▸ Source text:
----

In order to keep them safe, engineers like Beth have been working to create 3D maps of sites, where they can monitor every minute change, install motion detecting sensors, and use remote cameras to monitor drainage.
The highest risk tips in Rhondda Cynon Taf are also inspected in person by engineers every month.
"We start by always, always, always looking for the water," said Beth.
"It's almost always the water that starts any landslide off. So we always look for the water."
Installing drainage systems allows engineers to know that water is flowing away from the tip and down the valley.
"You're looking for cracks, bulging, changes in vegetation. There's lots of different markers that we look for when we're doing an inspection," said Beth.
"There are always little incidents on tips that don't amount to anything from a tip safety perspective, but you're always aware that it could grow into something else."
She said what happened in Aberfan was always in the back of the team's minds, adding: "There were massive lessons that we learned at that time."
The tragedy in the village of Aberfan saw a total of 116 children and 28 adults killed when a colliery spoil tip collapsed, engulfing a primary school and surrounding houses on 21 October 1966.
It's thought 40% of all of the UK's disused coal tips are in Wales.
Although many have been monitored by individual authorities, there was no national database for disused tips in Wales until after the landslide in 2020.
The Welsh government has previously asked Westminster for financial help to make coal tips safe in the long-term.
Ministers in Wales believe around £600 million will be needed to help protect the tips from the impact of climate change over the next 10 to 15 years.
Research after the Tylorstown landslide suggested the amount of rain falling on the south Wales coalfields had increased by 13% since the 1960s.

----

▸ Listed records:
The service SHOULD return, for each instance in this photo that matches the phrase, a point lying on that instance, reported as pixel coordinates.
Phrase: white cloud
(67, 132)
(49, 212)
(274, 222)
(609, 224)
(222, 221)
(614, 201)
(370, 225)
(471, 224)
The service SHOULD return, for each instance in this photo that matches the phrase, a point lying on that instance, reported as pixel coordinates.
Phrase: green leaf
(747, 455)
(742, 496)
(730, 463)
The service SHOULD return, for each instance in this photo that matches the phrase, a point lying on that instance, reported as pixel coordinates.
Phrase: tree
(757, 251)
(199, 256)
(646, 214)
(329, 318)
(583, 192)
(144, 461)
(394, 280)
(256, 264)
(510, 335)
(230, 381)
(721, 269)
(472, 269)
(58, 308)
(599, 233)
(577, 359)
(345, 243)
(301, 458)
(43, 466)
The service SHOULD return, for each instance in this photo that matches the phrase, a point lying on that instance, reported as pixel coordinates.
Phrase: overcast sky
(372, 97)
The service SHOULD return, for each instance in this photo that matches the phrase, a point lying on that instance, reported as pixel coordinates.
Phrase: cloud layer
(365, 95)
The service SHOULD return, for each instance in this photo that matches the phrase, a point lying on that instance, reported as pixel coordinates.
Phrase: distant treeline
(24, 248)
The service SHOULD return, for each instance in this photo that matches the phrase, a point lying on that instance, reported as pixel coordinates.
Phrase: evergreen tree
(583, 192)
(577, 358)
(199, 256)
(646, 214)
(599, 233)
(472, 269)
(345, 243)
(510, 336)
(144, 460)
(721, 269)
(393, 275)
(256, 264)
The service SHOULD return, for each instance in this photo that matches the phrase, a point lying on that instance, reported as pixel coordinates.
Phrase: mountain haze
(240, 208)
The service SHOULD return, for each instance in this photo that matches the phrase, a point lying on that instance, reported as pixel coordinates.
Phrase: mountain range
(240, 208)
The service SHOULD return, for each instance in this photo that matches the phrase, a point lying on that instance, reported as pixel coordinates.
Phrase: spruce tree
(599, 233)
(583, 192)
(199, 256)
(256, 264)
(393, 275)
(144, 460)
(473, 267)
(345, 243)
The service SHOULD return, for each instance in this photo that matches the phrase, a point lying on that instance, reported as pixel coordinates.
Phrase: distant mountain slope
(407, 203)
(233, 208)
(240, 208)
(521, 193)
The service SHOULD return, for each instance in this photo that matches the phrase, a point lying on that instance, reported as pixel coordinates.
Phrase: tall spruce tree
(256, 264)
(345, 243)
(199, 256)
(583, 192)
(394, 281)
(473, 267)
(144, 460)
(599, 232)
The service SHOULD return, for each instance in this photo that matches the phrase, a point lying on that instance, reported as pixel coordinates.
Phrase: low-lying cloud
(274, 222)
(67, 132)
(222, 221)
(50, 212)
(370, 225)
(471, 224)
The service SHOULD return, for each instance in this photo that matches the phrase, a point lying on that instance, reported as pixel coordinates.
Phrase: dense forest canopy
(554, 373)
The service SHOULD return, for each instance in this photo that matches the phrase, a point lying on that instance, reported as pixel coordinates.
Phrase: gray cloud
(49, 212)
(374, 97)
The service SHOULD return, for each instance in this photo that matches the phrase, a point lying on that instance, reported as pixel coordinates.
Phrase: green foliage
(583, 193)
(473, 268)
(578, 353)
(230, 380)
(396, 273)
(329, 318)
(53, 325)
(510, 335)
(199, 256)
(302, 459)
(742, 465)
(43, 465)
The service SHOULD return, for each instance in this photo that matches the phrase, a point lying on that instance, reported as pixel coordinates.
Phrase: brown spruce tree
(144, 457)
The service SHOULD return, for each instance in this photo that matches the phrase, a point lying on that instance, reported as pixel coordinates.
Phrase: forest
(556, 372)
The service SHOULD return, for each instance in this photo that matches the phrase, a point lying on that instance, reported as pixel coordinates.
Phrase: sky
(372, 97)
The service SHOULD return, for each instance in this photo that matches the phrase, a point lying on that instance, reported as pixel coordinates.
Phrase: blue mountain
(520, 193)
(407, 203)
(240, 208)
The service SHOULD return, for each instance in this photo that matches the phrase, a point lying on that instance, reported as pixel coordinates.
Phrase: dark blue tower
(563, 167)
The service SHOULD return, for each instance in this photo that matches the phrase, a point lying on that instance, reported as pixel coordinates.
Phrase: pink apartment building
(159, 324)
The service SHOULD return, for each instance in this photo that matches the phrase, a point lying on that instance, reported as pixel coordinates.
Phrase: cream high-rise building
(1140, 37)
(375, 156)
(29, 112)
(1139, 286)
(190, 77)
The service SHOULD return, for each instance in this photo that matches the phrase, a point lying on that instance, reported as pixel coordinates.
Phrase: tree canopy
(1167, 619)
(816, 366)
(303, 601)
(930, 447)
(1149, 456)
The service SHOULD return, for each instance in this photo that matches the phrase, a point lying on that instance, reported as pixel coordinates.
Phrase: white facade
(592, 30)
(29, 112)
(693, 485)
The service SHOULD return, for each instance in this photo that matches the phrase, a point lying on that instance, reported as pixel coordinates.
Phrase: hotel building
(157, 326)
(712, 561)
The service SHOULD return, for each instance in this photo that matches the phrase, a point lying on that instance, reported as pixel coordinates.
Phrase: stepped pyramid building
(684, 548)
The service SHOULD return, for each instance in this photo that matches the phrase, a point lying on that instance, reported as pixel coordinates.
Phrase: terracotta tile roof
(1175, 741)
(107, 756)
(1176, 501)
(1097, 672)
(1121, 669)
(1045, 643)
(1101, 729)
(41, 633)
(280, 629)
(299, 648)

----

▸ To be done:
Rewrite the coal tip text, starting with "Ministers in Wales" and going on through "since the 1960s.", putting "extreme weather" in place of "climate change". The records were taken from a different source than the text.

▸ Output below:
Ministers in Wales believe around £600 million will be needed to help protect the tips from the impact of extreme weather over the next 10 to 15 years.
Research after the Tylorstown landslide suggested the amount of rain falling on the south Wales coalfields had increased by 13% since the 1960s.